> [Given problem]: Please reproduce only the lines of the items below, starting at the line with "TARGET = bare soil" and running through the last line of the items. Include the requests unchanged, and multiply every pixel coordinate in the answers by 1.35, rounding to whole numbers with halves rounded up.
····················
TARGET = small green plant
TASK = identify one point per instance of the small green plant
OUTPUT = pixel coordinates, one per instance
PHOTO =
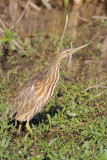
(8, 38)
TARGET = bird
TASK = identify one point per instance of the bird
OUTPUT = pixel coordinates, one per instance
(33, 96)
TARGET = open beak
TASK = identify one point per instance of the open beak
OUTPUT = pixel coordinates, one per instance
(73, 50)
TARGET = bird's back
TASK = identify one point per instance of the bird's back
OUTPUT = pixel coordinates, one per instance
(32, 97)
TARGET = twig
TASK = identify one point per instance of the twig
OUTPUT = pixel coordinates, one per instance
(34, 6)
(2, 23)
(70, 57)
(21, 15)
(63, 33)
(46, 4)
(14, 41)
(100, 17)
(83, 19)
(96, 86)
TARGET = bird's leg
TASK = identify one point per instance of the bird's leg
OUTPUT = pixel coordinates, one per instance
(20, 126)
(28, 127)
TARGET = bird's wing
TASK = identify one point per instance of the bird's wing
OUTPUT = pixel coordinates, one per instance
(24, 100)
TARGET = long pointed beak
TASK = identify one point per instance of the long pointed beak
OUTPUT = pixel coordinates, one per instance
(73, 50)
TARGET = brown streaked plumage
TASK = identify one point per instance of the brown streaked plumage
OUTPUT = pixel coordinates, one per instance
(32, 97)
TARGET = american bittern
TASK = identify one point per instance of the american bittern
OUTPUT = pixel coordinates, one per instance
(32, 97)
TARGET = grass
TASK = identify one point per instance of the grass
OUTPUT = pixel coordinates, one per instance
(73, 124)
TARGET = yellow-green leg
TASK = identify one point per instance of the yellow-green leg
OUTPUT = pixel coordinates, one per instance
(28, 127)
(20, 126)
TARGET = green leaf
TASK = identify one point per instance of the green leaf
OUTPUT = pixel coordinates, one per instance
(52, 142)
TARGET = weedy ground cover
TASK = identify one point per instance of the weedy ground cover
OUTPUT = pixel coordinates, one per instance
(73, 123)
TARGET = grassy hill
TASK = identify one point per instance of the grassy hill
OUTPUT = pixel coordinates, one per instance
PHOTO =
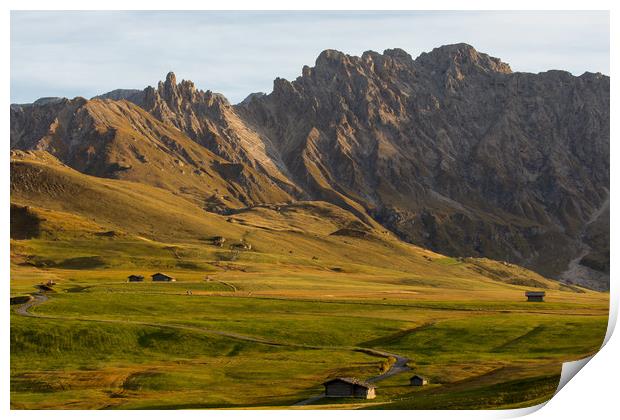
(298, 292)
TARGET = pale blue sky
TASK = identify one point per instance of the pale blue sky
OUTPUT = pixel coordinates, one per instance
(236, 53)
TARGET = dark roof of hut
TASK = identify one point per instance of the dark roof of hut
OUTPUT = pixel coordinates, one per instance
(353, 381)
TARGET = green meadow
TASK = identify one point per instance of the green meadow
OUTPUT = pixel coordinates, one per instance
(264, 328)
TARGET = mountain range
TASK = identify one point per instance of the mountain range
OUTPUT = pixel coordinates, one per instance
(451, 151)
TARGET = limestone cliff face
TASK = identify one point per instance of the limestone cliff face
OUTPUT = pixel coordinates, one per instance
(211, 121)
(117, 139)
(452, 150)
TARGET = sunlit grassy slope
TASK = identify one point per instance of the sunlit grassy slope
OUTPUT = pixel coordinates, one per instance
(264, 327)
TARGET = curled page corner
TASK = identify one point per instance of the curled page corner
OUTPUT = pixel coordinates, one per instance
(569, 370)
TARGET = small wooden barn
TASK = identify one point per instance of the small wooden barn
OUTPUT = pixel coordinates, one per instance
(535, 296)
(162, 277)
(349, 387)
(417, 380)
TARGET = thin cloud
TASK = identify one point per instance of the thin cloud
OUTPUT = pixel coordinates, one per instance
(236, 53)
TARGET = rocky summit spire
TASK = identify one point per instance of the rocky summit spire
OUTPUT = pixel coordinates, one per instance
(171, 79)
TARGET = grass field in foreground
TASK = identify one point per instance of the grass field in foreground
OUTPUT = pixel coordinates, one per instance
(264, 328)
(105, 343)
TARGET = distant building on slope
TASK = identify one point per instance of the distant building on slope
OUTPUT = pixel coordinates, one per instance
(349, 387)
(417, 380)
(535, 296)
(162, 277)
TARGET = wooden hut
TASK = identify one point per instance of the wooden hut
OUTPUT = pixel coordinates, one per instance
(417, 380)
(162, 277)
(349, 387)
(535, 296)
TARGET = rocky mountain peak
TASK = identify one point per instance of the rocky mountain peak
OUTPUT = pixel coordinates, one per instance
(171, 79)
(461, 59)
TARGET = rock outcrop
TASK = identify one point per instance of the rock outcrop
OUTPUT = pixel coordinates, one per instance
(452, 150)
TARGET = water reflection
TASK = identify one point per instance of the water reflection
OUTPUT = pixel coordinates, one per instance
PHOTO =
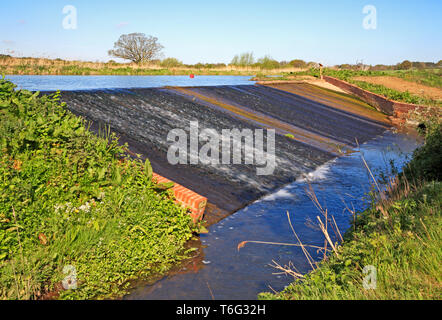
(225, 273)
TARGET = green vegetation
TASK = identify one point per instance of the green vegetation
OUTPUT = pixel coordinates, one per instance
(171, 63)
(71, 198)
(400, 236)
(431, 77)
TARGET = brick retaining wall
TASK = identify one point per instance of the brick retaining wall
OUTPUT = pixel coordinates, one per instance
(186, 197)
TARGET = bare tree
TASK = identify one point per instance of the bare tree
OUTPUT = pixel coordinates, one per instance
(137, 47)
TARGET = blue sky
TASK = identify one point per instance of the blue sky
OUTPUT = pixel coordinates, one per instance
(330, 32)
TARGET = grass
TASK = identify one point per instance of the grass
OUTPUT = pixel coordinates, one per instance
(399, 235)
(69, 198)
(42, 66)
(430, 77)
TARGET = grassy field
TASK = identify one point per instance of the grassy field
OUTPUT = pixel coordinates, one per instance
(429, 77)
(400, 235)
(72, 204)
(41, 66)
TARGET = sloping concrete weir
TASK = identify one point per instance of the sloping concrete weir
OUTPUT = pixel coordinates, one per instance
(144, 117)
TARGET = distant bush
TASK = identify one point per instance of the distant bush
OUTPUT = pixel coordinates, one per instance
(171, 63)
(405, 65)
(243, 60)
(267, 63)
(427, 160)
(297, 63)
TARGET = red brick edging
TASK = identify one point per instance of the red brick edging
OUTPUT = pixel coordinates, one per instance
(186, 197)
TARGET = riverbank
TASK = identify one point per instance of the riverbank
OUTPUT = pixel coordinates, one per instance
(421, 87)
(68, 215)
(42, 66)
(393, 247)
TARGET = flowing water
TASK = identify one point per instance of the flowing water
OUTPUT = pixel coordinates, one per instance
(69, 83)
(143, 117)
(221, 272)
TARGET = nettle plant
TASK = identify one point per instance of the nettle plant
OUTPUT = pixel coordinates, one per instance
(69, 197)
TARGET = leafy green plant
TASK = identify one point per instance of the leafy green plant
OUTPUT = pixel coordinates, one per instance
(69, 197)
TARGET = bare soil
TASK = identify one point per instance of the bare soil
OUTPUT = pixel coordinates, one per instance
(404, 85)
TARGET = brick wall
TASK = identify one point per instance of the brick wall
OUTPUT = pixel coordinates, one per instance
(187, 198)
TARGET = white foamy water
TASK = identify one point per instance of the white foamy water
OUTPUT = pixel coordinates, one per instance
(319, 174)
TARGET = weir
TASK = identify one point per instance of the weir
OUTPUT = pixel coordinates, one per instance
(309, 131)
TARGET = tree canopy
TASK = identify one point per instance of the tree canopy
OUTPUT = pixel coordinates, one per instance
(136, 47)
····················
> [Expected output]:
TARGET = bare soil
TASK = identify one point per instance of the bare soil
OUTPUT = pixel coordinates, one per instance
(545, 115)
TARGET = brick wall
TASK = identify one point per instance of the brick wall
OUTPUT = pixel coordinates, one per instance
(252, 267)
TARGET = white foamy water
TASK = identify one point per instance of the white foamy water
OUTPUT = pixel coordinates, one per instance
(431, 235)
TARGET = weir
TASK = identify one point per instance of the weir
OUTPUT = pixel coordinates, one per instance
(417, 177)
TARGET = tree canopy
TASK = identify one point per instance of the tree canopy
OUTPUT = pixel coordinates, one per instance
(184, 63)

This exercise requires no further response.